> [WHAT THIS TASK INVOLVES]:
Extract every line of the data below that contains the string "stalk", treating uppercase and lowercase letters as distinct.

> [WORKING DATA]:

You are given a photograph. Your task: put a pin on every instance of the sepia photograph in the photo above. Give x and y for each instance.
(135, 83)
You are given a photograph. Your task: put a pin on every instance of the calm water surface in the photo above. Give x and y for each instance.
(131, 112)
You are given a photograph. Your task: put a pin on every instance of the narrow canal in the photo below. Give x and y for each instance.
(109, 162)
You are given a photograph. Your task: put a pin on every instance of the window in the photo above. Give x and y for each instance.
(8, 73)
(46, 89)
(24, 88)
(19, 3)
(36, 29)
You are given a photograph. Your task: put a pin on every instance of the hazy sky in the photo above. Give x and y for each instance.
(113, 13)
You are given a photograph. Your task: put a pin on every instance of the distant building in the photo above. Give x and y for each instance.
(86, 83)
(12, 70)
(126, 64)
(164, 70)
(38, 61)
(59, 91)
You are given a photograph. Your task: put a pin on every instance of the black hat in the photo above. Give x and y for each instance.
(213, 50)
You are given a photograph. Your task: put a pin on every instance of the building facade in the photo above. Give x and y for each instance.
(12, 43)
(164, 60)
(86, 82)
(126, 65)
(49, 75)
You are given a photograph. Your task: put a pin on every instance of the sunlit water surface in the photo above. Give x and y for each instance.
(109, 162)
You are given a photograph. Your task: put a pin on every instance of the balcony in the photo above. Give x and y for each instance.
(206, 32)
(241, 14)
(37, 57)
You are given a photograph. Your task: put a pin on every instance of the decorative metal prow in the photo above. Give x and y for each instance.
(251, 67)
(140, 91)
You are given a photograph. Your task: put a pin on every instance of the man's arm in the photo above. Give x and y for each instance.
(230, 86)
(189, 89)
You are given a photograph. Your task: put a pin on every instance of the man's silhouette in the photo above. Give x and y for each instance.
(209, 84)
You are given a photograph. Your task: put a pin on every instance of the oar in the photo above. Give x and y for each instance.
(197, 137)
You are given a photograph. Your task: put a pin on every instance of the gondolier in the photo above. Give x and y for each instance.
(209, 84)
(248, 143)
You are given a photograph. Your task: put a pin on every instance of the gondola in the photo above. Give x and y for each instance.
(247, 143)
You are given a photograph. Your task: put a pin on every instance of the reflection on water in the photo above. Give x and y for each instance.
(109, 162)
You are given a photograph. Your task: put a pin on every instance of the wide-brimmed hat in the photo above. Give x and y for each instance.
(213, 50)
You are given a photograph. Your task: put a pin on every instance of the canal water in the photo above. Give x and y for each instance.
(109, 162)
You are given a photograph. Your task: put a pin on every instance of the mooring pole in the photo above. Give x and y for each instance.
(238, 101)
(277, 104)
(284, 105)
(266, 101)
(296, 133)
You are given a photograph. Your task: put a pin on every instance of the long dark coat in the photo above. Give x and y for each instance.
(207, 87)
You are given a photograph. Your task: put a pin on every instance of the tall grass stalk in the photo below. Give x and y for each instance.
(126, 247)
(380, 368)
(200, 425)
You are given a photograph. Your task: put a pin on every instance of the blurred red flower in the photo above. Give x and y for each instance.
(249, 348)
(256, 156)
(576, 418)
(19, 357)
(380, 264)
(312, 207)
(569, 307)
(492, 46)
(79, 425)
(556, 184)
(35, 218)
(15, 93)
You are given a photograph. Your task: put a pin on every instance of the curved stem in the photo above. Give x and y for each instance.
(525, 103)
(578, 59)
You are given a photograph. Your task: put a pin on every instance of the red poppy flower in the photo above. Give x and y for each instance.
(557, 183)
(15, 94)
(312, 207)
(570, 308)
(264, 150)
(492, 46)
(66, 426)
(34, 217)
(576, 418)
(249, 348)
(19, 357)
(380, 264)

---

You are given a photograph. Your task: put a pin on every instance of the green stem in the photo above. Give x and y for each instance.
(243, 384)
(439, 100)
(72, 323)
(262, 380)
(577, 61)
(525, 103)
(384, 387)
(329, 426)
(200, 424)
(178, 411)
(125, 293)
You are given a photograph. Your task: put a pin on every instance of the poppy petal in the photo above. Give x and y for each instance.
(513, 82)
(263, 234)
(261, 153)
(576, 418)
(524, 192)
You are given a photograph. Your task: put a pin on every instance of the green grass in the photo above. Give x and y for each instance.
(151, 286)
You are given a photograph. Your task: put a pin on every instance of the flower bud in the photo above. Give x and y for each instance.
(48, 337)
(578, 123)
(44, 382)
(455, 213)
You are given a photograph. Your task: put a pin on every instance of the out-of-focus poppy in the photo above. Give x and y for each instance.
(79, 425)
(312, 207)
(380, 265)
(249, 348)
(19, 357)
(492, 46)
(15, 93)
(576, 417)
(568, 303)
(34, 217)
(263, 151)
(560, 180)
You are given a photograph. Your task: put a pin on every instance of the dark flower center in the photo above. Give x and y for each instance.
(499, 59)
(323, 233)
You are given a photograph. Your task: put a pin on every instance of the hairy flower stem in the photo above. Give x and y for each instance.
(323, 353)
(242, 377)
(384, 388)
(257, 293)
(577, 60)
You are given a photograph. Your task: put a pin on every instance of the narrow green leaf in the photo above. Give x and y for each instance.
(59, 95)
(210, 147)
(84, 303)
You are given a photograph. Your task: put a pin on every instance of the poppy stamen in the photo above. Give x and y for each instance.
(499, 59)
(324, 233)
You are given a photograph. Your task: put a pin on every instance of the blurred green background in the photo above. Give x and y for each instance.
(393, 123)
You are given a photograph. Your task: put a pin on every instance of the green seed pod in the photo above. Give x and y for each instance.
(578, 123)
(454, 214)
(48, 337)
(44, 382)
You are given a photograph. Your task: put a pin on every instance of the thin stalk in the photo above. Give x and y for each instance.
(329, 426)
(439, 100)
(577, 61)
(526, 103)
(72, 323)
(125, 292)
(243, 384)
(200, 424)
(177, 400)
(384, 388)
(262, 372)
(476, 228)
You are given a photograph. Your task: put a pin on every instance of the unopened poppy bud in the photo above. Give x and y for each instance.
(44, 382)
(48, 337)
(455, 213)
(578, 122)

> [WRITTEN ANSWER]:
You are given a photograph. Your task: put a pin on every instance of the tall grass stalk in the photo below. Give x and y for each instance.
You are given a photograph. Your task: put a pin on every instance of the thin stalk in the photo above. Give x and y for each instance.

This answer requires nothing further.